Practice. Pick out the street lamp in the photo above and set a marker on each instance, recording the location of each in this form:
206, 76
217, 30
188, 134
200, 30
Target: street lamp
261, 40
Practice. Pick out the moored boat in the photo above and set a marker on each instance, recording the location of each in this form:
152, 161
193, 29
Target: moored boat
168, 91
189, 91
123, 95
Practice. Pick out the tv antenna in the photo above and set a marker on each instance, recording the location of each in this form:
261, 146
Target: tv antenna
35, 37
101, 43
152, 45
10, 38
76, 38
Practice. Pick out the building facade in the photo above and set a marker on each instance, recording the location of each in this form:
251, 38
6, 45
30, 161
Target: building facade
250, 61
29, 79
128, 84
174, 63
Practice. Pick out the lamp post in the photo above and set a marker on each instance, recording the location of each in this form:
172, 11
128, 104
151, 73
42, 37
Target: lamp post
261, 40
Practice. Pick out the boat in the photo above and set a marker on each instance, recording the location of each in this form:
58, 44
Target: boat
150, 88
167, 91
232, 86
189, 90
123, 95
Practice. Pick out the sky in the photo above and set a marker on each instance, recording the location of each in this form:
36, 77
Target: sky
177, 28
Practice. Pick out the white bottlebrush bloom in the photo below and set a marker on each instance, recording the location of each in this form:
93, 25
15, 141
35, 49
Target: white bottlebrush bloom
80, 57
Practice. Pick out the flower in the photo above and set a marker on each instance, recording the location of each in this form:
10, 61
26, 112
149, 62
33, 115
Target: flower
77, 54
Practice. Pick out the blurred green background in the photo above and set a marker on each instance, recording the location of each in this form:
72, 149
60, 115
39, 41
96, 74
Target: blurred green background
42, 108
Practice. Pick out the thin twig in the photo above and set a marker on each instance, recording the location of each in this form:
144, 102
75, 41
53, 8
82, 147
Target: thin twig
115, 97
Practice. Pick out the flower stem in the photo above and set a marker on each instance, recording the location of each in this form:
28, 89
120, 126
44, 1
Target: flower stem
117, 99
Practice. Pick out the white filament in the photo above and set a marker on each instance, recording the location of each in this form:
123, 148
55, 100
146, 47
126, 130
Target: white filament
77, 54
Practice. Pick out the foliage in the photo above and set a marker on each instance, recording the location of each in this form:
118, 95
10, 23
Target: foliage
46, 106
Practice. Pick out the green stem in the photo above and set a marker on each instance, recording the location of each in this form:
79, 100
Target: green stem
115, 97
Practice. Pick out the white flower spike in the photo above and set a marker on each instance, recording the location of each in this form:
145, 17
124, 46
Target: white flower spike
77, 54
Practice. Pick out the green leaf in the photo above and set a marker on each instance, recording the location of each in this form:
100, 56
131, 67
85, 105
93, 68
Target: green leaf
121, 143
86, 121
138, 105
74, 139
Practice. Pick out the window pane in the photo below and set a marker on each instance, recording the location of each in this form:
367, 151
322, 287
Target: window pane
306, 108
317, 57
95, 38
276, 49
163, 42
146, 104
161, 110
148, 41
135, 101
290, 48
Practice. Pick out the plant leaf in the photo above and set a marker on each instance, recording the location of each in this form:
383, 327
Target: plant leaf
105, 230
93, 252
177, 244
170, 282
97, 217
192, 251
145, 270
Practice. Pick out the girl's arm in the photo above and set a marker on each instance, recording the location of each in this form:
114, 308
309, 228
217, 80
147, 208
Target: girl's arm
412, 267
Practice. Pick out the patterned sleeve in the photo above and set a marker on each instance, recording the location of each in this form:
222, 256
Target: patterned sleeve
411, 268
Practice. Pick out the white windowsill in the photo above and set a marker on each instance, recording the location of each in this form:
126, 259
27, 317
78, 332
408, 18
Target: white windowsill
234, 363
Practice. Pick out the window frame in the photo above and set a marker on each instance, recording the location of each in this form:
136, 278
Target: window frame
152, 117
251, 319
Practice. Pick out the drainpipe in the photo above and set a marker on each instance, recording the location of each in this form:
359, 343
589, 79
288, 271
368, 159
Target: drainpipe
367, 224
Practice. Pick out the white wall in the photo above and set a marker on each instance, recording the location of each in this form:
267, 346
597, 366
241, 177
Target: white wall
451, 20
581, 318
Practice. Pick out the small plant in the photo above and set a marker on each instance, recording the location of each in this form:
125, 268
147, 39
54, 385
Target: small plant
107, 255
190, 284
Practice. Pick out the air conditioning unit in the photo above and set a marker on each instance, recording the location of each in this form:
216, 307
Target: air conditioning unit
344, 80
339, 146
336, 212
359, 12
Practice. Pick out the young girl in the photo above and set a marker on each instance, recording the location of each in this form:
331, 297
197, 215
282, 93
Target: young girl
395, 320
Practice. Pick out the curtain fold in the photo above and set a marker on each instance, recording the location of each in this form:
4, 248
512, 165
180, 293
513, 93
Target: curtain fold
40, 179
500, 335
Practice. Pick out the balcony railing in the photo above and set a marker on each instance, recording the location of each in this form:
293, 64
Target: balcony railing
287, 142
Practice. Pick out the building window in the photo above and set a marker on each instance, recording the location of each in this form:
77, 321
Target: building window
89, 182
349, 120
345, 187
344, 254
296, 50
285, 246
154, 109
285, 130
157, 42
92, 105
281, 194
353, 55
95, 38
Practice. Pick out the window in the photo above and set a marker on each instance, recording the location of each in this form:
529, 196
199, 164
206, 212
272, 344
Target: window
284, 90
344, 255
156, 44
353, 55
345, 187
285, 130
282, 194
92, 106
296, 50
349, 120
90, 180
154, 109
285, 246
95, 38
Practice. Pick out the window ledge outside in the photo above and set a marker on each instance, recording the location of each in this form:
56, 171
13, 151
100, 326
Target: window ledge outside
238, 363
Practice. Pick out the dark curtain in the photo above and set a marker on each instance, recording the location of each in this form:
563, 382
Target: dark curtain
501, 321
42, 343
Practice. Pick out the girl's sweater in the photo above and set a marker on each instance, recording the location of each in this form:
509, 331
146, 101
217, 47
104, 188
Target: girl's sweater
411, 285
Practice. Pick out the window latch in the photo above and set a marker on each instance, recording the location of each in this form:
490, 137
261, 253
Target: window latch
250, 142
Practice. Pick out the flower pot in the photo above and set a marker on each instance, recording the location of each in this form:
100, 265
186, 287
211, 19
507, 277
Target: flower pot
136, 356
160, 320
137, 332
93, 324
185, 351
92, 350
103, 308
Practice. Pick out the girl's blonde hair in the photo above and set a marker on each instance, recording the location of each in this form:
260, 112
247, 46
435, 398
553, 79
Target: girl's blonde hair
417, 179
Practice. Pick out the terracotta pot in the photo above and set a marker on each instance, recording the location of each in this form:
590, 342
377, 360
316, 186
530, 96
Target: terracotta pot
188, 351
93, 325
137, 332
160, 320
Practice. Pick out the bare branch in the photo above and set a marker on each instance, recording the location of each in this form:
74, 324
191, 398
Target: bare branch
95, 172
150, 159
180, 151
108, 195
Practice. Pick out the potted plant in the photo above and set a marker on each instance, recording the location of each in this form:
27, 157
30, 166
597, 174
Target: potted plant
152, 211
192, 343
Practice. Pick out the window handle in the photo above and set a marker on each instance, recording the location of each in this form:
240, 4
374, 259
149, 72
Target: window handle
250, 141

Directions for this task
Print out every record again, exactly and in full.

Problem solution
Practice. Pick out the street lamp in the photo above and set a marker on each instance, recording the location of each in this form:
206, 76
217, 30
188, 134
200, 30
Target: street lamp
261, 40
Practice. Pick out the moored boat in the photo above and set a marker on each instance, recording the location of each in this form:
152, 161
193, 29
Target: moored boat
168, 91
189, 91
123, 95
Practice. Pick out the tv antenna in the photo above and set a marker on each instance, recording the location of each in this form:
261, 146
Target: tv antenna
35, 37
101, 43
152, 45
10, 38
76, 38
Practice. Pick out the building facade in the photo above and set a marker on each instance, recording the location of each in this form:
251, 38
6, 45
30, 161
Target: building facade
250, 61
29, 79
128, 84
174, 63
Practice. Pick out the lamp post in the photo above and set a marker on each instance, recording the location of each in this form:
172, 11
128, 104
151, 73
42, 37
Target: lamp post
261, 40
Practice. Pick out the boat in the photo above and set a marker on each instance, recording the location of each in this form:
58, 44
Target: boat
150, 88
167, 91
232, 86
189, 90
123, 95
Practice. Pick out the sky in the photo above and set a marker on each instance, recording the location of each in this form:
36, 77
Target: sky
177, 28
Practice. Pick out the white bottlebrush bloom in the photo below and set a marker on each instance, recording the location of each in this form:
93, 25
15, 141
35, 49
Target: white bottlebrush bloom
80, 57
Practice. Pick out the flower in the photo above and set a marker on each instance, recording the location of each in this form:
10, 61
26, 112
149, 62
33, 115
Target: flower
77, 54
Practice. Pick out the blurred green background in the photo above and set a marker on each instance, recording the location of each in this form:
72, 149
60, 115
39, 41
96, 74
Target: blurred green background
42, 108
Practice. Pick out the thin twig in the photo above and set a marker on each instance, recording the location of each in this form:
144, 102
75, 41
53, 8
82, 147
Target: thin twig
115, 97
Practice. Pick out the flower stem in the photo above and set a marker on each instance, recording the location of each in this form:
28, 89
120, 126
44, 1
Target: flower stem
117, 99
Practice. Pick out the white filament in the photo above and set a marker on each instance, recording the location of each in this form:
123, 148
55, 100
146, 47
126, 130
Target: white filament
77, 54
Practice. Pick out the foliage in the photo above and set a marker on each instance, recording the location of each in this form:
118, 95
10, 23
Target: foliage
46, 106
Practice. Pick out the green stem in the photo above and set a marker on each instance, recording the location of each in this form:
79, 100
Target: green stem
115, 97
Practice. Pick out the white flower spike in the photo above and set a marker on each instance, recording the location of each in this form:
145, 17
124, 46
Target: white flower spike
77, 54
Practice. Pick out the green leaf in the photo above and set a marker on each instance, recording the location of each in this form:
100, 56
131, 67
85, 105
93, 68
Target: green leaf
121, 143
86, 121
138, 105
74, 139
Practice. Pick out the window pane in the photo below and set a marker on each instance, recording the location of each in this form:
367, 151
322, 287
Target: window pane
306, 108
317, 57
95, 38
276, 49
163, 42
146, 104
161, 110
148, 41
135, 101
290, 48
Practice. Pick out the plant leaf in the photo above and set a marker on each instance, recording the location of each in this form:
383, 327
Target: plant leaf
105, 230
93, 252
177, 244
170, 282
97, 217
192, 251
145, 270
Practice. Pick out the girl's arm in the photo above and set a marker on each instance, recording the location of each in this form:
114, 308
309, 228
217, 80
147, 208
Target: girl's arm
412, 267
Practice. Pick out the patterned sleeve in the photo above and set a marker on each instance, recording the location of each in this form:
222, 256
Target: patterned sleeve
411, 268
Practice. Pick out the white windowsill in the photo above and set a marker on each instance, recording the location of each in this form:
126, 259
27, 317
78, 332
408, 18
Target: white windowsill
234, 363
Practice. Pick out the window frame in the photo above and set a marker on each instance, recording the location of each in this form:
136, 278
Target: window frame
152, 117
251, 319
Practice. Pick out the drainpipe in the photo above and set a marker on each instance, recording the location of each in this form:
359, 343
589, 79
288, 271
368, 159
Target: drainpipe
367, 224
Practice. Pick out the white wall in the photo above and set a marker on each instance, recording the location of each in this form:
267, 346
597, 366
241, 177
Target: white wall
451, 20
581, 318
Practice. Pick out the small plant in the photo above and set a marker on each instance, recording the location of each in this form:
125, 268
147, 39
54, 385
Target: small plant
107, 255
190, 284
Practice. Pick out the air conditioning unit in the photo above and set a marker on each instance, recording the location of each in this form:
216, 307
Target: air conditioning unit
344, 80
339, 146
336, 212
359, 12
Practice. Pick out the young girl in the photo above and set a marker on each instance, recording the location of each in this form:
331, 297
197, 215
282, 93
Target: young girl
395, 320
Practice. Pick out the curtain fold in the photo above and set a marker on each instance, recording the location of each in this form:
4, 248
512, 165
180, 293
513, 93
Target: curtain fold
40, 179
500, 335
Practice. Pick out the balcony railing in the photo above and set a marker on each instance, recording the location of each in this form:
293, 64
Target: balcony railing
287, 142
Practice. Pick out the building window in the photo above and set a marker on each instance, recording the location of each in this form:
77, 321
Target: building window
89, 182
349, 120
345, 187
344, 254
296, 50
285, 246
154, 109
285, 130
157, 42
92, 105
281, 194
353, 55
95, 38
Practice. Pick out the window in the photo above and set a marker on each instance, recording the location of each in this form:
529, 196
199, 164
206, 212
272, 344
Target: window
284, 90
344, 255
156, 44
353, 55
345, 187
285, 130
282, 194
92, 106
296, 50
349, 120
90, 180
154, 109
285, 246
95, 38
Practice. Pick out the window ledge outside in the photo above and set a marker on each instance, recording the location of each in this form:
56, 171
13, 151
100, 326
Target: window ledge outside
238, 363
Practice. Pick out the dark curtain in the photo above and set a marker on each instance, recording the location of each in this form:
563, 382
Target: dark curtain
501, 321
42, 343
Practice. Pick out the girl's sweater in the photo above and set a marker on each instance, recording the location of each in this form:
509, 331
146, 101
217, 47
104, 188
Target: girl's sweater
411, 285
Practice. Pick out the window latch in the photo above and set a marker on each instance, recording the location of each in this form:
490, 137
261, 253
Target: window latch
250, 142
Practice. Pick out the flower pot in the photo above and set a marker on each instance, recording the location of each in this form:
100, 265
186, 287
211, 19
507, 277
Target: flower pot
136, 356
160, 320
137, 332
93, 324
185, 351
92, 350
103, 308
Practice. Pick out the girl's blonde hair in the photo above and set a marker on each instance, recording the location of each in this form:
260, 112
247, 46
435, 398
553, 79
Target: girl's blonde hair
417, 179
Practice. Pick out the terracotta pot in the photo above and set a marker on each instance, recording the location of each in this form:
590, 342
377, 360
316, 186
530, 96
Target: terracotta pot
188, 351
93, 325
137, 332
160, 320
Practice. Pick out the bare branch in the photo above and set a marker on each instance, recording the location of each in this form:
74, 324
191, 398
Target: bare branch
95, 172
150, 159
180, 151
108, 195
Practice. Pick out the potted plant in the photo above and set a marker on each instance, recording the location of each in this form:
27, 157
30, 166
597, 174
Target: potted plant
152, 211
192, 343
Practice. Pick out the window handle in the photo above and set a marker on each instance, recording the location of each in this form:
240, 4
374, 259
149, 72
Target: window handle
250, 141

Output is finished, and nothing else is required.